**Document extract:**
━━━━━━
Check out the Knight KP-1 or the T/C Encore. You can have rifle barrels, ML barrels, slug and shotgun barrels, very versatile.


----------



## rzdrmh (Dec 30, 2003)

i think muzzleloaders are so superior that i'd rather have two muzzleloaders in the field than one repeating shotgun!

in fact, i think that's what i'm going to do this weekend in the early firearms doe season!


----------



## ENCORE (Sep 19, 2005)

My 2 cents........
Get what ever you feel you would get the most use out of and be the most happy with. Unless you're rolling in money, either weapon of high quality is expensive. *If you're married, try purchasing the weapon that you end up not really wanting, then try to explain to the wife why you need to purchase another*
I've hunted exclusively with the muzz for so many years now, that I've forgot how many. I will say that when I bought my Rem 1187, I bought a rifled barrel, just wanting to try slugs again. Well opening day, buck runs buy......... 4 rounds...... hit nothing but dirt. Try explaining that to your hunting partners!!!! THAT DID THAT!! Back to the muzz *the next day!* Every deer I've dropped a cap on since has went into the freezer.
I gave up my lease down below, that I've had for 20 years, so this year will be different and a different firearm. I'll be using an old Marlin model 1881 in 40-60 this year.
*Read sentence three again and if it doesn't apply, read sentence one*:lol:


----------



## woodie slayer (Feb 25, 2006)

rzdrmh said:


> i think muzzleloaders are so superior that i'd rather have two muzzleloaders in the field than one repeating shotgun!
> 
> in fact, i think that's what i'm going to do this weekend in the early firearms doe season!


 

is that legal to carry two guns?it prolly is i know you can carry a pistol and long gun. just not with a bow


----------



## malainse (Sep 2, 2002)

woodie slayer said:


> is that legal to carry two guns?it prolly is i know you can carry a pistol and long gun. just not with a bow


Yup, as many as you want.....1, 2, 5, 10...:lol:


----------



## rcdan-o (Nov 13, 2004)

symen696 said:


> They need to be cleaned between every shot.


This is proving to be a thing of the past with the new powders like Blackhorn 209. Shooting all day with no swabbing, cleaning


----------



## Midwest Monsters (Nov 25, 2011)

I have owned all sorts of shotguns fully rifled barrel smooth bore pump you name it. After getting a TC Omega 50 cal T-Hole stock SS Fluted Barrel as a gift. I sold all but one shotgun a Win model 12 pump I use it for bird. I kept the scope & PRW low rings from my now sold slug gun it now rests on the Omega.
The scope is a Leupold VX-II 2-7 33mm for Shotgun/Muzzleloader & I love this setup. The gun cost much less then the deer slayer I got rid of but puts every slug gun in its path to shame in the field & at the range. People will tell you I like having a follow up shot but I say with shotgun range & accuracy you will need it. I can punch same holes with this setup off hand at 100+ yards & 10 mph winds have yet to do that with a slug gun.
━━━━━━
**Data rows:**
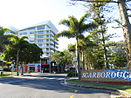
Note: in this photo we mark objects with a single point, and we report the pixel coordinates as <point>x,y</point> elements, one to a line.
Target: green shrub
<point>72,74</point>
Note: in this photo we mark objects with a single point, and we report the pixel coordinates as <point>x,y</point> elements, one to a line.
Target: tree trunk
<point>105,51</point>
<point>126,26</point>
<point>17,62</point>
<point>22,68</point>
<point>78,58</point>
<point>83,62</point>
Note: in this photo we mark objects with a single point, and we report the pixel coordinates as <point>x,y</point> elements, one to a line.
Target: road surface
<point>45,86</point>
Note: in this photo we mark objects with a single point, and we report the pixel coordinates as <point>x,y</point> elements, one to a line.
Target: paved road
<point>45,86</point>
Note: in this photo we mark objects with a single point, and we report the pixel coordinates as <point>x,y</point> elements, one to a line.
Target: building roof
<point>48,22</point>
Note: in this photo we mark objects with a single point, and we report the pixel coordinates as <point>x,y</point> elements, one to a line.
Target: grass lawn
<point>126,88</point>
<point>6,74</point>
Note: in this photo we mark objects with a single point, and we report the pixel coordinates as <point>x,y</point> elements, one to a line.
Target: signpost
<point>110,75</point>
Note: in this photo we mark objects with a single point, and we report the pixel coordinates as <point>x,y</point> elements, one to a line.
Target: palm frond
<point>74,25</point>
<point>65,22</point>
<point>64,33</point>
<point>83,18</point>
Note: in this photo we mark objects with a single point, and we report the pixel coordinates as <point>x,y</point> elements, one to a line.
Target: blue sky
<point>23,13</point>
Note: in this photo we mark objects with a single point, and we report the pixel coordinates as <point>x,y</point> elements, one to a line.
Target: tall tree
<point>22,52</point>
<point>75,30</point>
<point>126,26</point>
<point>3,38</point>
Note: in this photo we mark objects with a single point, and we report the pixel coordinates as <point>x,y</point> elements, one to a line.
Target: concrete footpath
<point>115,93</point>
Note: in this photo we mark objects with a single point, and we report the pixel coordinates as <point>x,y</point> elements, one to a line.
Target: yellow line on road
<point>72,96</point>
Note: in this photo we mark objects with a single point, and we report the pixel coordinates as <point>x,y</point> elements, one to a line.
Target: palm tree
<point>75,30</point>
<point>18,43</point>
<point>3,38</point>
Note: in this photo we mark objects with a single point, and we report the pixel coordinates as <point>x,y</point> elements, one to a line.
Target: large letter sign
<point>106,75</point>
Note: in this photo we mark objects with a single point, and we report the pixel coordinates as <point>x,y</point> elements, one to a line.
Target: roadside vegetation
<point>126,88</point>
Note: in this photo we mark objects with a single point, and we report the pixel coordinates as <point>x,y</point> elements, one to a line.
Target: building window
<point>33,28</point>
<point>31,32</point>
<point>40,32</point>
<point>23,33</point>
<point>39,36</point>
<point>40,45</point>
<point>47,35</point>
<point>40,27</point>
<point>40,41</point>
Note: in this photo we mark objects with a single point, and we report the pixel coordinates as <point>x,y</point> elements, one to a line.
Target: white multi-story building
<point>43,35</point>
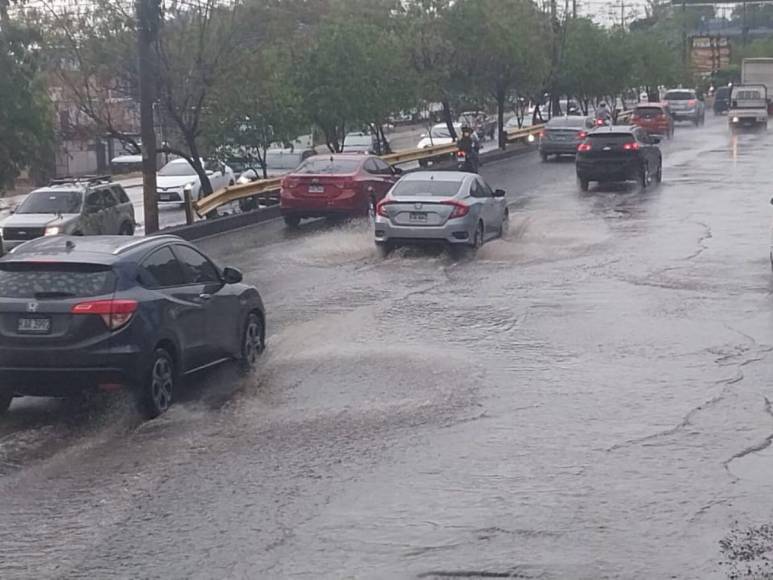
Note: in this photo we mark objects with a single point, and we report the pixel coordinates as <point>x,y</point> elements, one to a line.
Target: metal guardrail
<point>269,186</point>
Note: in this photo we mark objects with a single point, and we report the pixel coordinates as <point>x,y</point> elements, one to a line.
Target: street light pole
<point>148,18</point>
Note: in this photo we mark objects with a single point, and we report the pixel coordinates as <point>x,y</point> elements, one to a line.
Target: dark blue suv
<point>105,312</point>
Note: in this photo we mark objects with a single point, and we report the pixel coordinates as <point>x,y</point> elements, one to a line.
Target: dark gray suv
<point>106,312</point>
<point>75,206</point>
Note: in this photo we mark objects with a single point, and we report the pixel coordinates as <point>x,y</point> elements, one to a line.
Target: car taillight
<point>460,209</point>
<point>114,313</point>
<point>381,208</point>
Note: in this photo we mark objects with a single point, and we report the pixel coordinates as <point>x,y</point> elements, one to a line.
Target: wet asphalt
<point>588,398</point>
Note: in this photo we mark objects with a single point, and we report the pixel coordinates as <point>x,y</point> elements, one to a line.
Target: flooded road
<point>588,398</point>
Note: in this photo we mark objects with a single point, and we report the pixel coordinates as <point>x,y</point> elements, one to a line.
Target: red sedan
<point>335,185</point>
<point>654,118</point>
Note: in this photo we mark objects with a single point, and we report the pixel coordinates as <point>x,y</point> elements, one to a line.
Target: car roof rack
<point>89,179</point>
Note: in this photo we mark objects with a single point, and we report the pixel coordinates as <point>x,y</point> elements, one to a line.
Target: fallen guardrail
<point>270,187</point>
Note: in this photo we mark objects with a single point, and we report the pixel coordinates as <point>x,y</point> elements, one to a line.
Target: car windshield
<point>329,165</point>
<point>177,169</point>
<point>281,160</point>
<point>679,96</point>
<point>432,187</point>
<point>358,141</point>
<point>52,202</point>
<point>52,280</point>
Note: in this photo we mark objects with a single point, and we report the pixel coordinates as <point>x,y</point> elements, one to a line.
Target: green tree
<point>502,44</point>
<point>25,109</point>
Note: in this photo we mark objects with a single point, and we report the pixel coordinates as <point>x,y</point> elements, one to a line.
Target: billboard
<point>709,53</point>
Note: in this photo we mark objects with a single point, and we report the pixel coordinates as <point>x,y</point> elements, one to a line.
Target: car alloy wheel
<point>252,342</point>
<point>156,396</point>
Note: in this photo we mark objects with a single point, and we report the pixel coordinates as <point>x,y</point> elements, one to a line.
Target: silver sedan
<point>454,207</point>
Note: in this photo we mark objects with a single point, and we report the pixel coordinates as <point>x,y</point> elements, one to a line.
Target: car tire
<point>505,227</point>
<point>292,222</point>
<point>477,238</point>
<point>253,342</point>
<point>155,396</point>
<point>5,402</point>
<point>384,249</point>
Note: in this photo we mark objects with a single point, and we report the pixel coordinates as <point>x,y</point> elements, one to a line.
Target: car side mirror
<point>232,275</point>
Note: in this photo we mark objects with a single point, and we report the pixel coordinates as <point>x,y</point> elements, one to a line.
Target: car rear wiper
<point>53,294</point>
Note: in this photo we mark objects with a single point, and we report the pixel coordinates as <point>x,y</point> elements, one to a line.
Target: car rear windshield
<point>568,122</point>
<point>611,138</point>
<point>51,202</point>
<point>54,280</point>
<point>335,165</point>
<point>432,187</point>
<point>679,95</point>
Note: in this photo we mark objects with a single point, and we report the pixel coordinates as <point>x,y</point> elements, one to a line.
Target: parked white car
<point>173,177</point>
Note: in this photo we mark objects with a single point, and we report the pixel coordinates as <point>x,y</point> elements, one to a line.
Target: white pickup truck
<point>748,107</point>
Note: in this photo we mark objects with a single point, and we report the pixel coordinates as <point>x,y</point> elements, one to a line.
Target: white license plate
<point>29,325</point>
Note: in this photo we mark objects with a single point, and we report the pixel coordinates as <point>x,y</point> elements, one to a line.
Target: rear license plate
<point>28,325</point>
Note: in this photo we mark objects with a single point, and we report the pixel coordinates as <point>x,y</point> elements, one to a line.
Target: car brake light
<point>114,313</point>
<point>460,209</point>
<point>381,208</point>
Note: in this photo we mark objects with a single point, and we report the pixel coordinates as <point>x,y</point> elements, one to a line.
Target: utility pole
<point>148,19</point>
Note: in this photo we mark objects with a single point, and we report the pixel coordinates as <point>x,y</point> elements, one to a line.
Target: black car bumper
<point>77,376</point>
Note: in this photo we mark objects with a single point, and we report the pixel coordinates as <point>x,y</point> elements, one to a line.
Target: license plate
<point>29,325</point>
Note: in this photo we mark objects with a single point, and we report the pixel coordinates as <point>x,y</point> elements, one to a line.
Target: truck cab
<point>748,107</point>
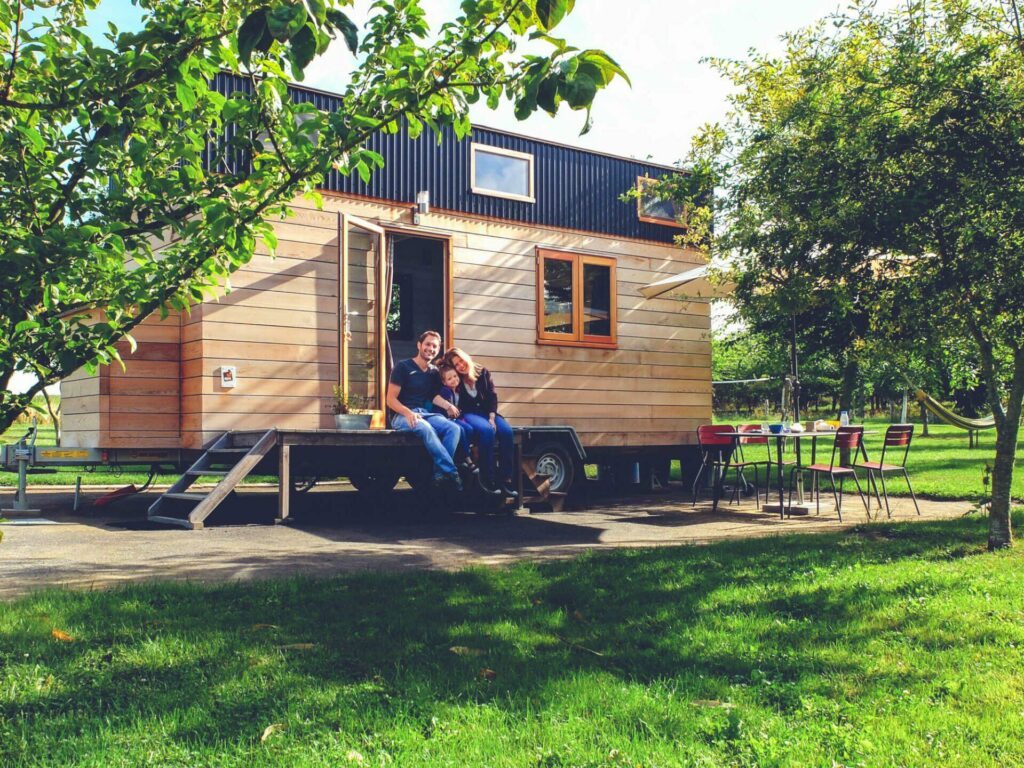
━━━━━━
**Short exercise A:** From the muzzleloader thread, list every firearm mentioned by make or model.
**Short exercise B:** According to the muzzleloader thread, why did the poster named ENCORE go back to the muzzleloader after buying a rifled barrel for the Rem 1187?
**Short exercise C:** Write the next part of the muzzleloader thread, picking up after its final post.

**Task answer A:** Knight KP-1, T/C Encore, Rem 1187, Marlin model 1881, TC Omega, Win model 12

**Task answer B:** On opening day a buck ran by, and the poster fired 4 rounds of slugs from the Rem 1187 and hit nothing but dirt. The poster went back to the muzzleloader the next day.

**Task answer C:**
Lets talk about energy or some call it knockdown power at point blank range shotgun wins hands down. Past about 60 yards not so much. The fastest bullet - sabot for slug gun I have seen & used move at 2000 fps with a kick that will insure you miss. Muzzleloaders of today can shatter that speed easy with Blackhorn 209 very clean stuff. No swabbing between shots & cleans up with oil based solvents aka > the stuff you clean non muzzleloading guns with. Recoil from the Omega is very soft allows me to hit what I aim for could shoot all day with no pain unlike slug guns.
Knock down power past 60 yards is better than a slug gun & can shoot out to about 300 yards if you setup for it with your load & scope. That's another thing you have control over your load is not tied to the ammo mills. It's cheaper to shoot a modern inline muzzleloader & buy one. Blackhorn 209 powder lasts till the last drop no shelf life unlike other powder. A 45 cal bullet in a 50 cal sabot has a BC of .190 ish & up that's why they can go out to 300 yards if you wanted & group better at any range vs slug gun. They can have high SD also if you want them to have it that's up to you higher SD give you pass thru performance.
With my shooting skills not the best by any means I will shoot out to 190 maybe 200 max yards. That's my limits not the guns & mind you that's off hand not on a sandbag rest at the range. At the range on a rest I could push it further. If I could use a rifle in my state I would still take the muzzleloader I don't plan on shooting at things near a mile away.

One thing you might want to consider if hunting bear or something that can kill you is a shotgun for knock down power. That's why cops use them at close range even the pros miss or place a bad shot from time to time.That's the only time I would want one on larger game hunt. 
I have never had a hang-fire or misfire with my Omega rain sleet or snow using Blackhorn 209 powder. I do my homework & clean my breech plug + fire channel also using correct primers help instructions are there for a reason. I can't stress that enough if you do not read the instructions on powder & gun manual you will blow yourself up with a muzzleloader. Being a muzzleloader user comes with a great responsibility in-depth understanding of gun-loads & great rewards. If you muzzleload you are required to be a reloader everytime you load that gun no 2 ways about it.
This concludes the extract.